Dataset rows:
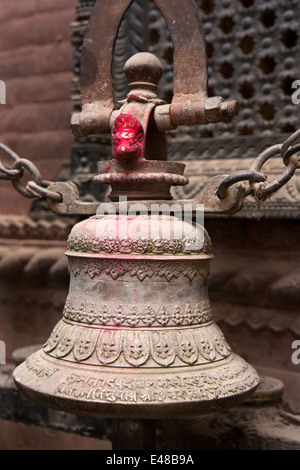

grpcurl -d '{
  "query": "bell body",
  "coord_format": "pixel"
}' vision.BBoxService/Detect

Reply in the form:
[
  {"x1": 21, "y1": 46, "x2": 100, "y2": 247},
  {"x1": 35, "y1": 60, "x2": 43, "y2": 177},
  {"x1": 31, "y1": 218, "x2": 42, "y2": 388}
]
[{"x1": 14, "y1": 215, "x2": 259, "y2": 418}]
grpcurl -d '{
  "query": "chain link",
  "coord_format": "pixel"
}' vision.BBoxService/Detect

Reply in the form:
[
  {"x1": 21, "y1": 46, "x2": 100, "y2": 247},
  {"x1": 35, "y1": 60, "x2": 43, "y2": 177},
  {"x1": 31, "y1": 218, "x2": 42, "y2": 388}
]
[
  {"x1": 217, "y1": 129, "x2": 300, "y2": 201},
  {"x1": 0, "y1": 129, "x2": 300, "y2": 214},
  {"x1": 0, "y1": 143, "x2": 62, "y2": 202}
]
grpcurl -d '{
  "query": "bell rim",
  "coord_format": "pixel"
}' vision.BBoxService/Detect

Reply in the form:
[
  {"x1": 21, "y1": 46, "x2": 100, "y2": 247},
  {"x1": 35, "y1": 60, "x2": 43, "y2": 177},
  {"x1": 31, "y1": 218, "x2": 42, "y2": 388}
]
[{"x1": 13, "y1": 350, "x2": 260, "y2": 419}]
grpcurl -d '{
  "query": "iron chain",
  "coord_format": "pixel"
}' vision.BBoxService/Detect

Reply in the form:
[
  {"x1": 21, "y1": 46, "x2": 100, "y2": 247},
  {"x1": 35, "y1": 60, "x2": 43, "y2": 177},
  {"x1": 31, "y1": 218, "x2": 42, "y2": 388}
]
[
  {"x1": 217, "y1": 129, "x2": 300, "y2": 201},
  {"x1": 0, "y1": 144, "x2": 62, "y2": 202},
  {"x1": 0, "y1": 129, "x2": 300, "y2": 214}
]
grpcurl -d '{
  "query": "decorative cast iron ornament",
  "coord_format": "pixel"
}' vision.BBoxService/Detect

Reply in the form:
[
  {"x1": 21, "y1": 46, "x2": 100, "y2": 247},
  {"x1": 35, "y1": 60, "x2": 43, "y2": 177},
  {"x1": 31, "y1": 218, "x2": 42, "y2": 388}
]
[{"x1": 0, "y1": 0, "x2": 300, "y2": 418}]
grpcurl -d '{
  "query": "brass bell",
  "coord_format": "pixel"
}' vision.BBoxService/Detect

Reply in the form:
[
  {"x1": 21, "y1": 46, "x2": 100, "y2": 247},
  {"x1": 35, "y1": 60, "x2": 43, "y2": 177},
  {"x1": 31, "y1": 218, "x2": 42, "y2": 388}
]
[
  {"x1": 14, "y1": 1, "x2": 259, "y2": 419},
  {"x1": 14, "y1": 210, "x2": 258, "y2": 418}
]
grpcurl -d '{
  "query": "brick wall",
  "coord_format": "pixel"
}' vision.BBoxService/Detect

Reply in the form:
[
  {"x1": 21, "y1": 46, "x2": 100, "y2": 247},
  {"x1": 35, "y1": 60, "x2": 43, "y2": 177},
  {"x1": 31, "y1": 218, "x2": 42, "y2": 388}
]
[{"x1": 0, "y1": 0, "x2": 77, "y2": 214}]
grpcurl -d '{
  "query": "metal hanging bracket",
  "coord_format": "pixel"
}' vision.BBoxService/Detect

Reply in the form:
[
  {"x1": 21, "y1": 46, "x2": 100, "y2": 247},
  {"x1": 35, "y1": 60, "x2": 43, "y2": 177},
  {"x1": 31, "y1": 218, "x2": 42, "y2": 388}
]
[{"x1": 0, "y1": 0, "x2": 300, "y2": 215}]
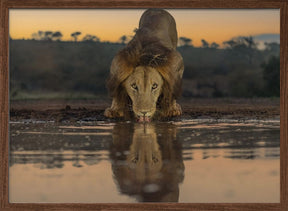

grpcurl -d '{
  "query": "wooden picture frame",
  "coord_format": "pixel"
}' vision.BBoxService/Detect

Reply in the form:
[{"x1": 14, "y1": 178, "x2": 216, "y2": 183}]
[{"x1": 0, "y1": 0, "x2": 288, "y2": 211}]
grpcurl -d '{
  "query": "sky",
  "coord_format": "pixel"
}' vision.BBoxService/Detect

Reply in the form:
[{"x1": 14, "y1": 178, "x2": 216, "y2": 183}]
[{"x1": 9, "y1": 9, "x2": 280, "y2": 46}]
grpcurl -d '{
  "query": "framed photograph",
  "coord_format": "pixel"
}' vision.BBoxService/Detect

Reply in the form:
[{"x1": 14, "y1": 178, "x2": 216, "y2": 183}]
[{"x1": 0, "y1": 0, "x2": 288, "y2": 210}]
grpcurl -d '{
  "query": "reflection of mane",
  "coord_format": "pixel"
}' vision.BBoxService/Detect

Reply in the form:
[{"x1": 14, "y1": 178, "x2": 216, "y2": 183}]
[{"x1": 110, "y1": 124, "x2": 184, "y2": 202}]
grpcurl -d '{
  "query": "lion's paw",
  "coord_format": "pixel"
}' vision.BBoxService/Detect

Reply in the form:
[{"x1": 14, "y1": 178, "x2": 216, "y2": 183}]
[{"x1": 104, "y1": 108, "x2": 123, "y2": 118}]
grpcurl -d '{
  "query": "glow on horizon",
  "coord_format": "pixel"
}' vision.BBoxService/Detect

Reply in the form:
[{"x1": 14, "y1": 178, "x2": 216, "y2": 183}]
[{"x1": 9, "y1": 9, "x2": 280, "y2": 46}]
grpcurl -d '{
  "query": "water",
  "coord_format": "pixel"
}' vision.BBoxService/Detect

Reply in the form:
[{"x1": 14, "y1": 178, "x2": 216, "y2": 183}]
[{"x1": 9, "y1": 119, "x2": 280, "y2": 203}]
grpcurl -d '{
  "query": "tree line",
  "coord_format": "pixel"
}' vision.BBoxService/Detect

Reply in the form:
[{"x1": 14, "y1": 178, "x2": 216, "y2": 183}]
[{"x1": 10, "y1": 31, "x2": 280, "y2": 99}]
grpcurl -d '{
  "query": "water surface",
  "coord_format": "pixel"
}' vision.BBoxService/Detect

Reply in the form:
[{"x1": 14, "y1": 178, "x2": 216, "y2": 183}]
[{"x1": 9, "y1": 119, "x2": 280, "y2": 203}]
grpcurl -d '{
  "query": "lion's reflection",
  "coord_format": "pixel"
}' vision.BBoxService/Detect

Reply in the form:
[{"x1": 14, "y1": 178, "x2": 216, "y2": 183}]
[{"x1": 110, "y1": 123, "x2": 184, "y2": 202}]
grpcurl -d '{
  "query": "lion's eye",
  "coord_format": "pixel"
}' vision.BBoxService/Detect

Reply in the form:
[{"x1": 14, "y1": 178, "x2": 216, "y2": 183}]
[
  {"x1": 152, "y1": 83, "x2": 158, "y2": 89},
  {"x1": 131, "y1": 83, "x2": 138, "y2": 90}
]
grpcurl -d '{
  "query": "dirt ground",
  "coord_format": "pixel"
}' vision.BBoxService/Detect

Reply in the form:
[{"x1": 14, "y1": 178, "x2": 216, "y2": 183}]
[{"x1": 10, "y1": 98, "x2": 280, "y2": 122}]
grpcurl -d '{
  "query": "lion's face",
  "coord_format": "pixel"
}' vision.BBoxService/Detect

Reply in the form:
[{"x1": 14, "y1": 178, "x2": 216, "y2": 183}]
[{"x1": 124, "y1": 66, "x2": 163, "y2": 122}]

Request> How many lines in the entries above contain the string "reflection"? Reply with the number alone.

Complete response> 2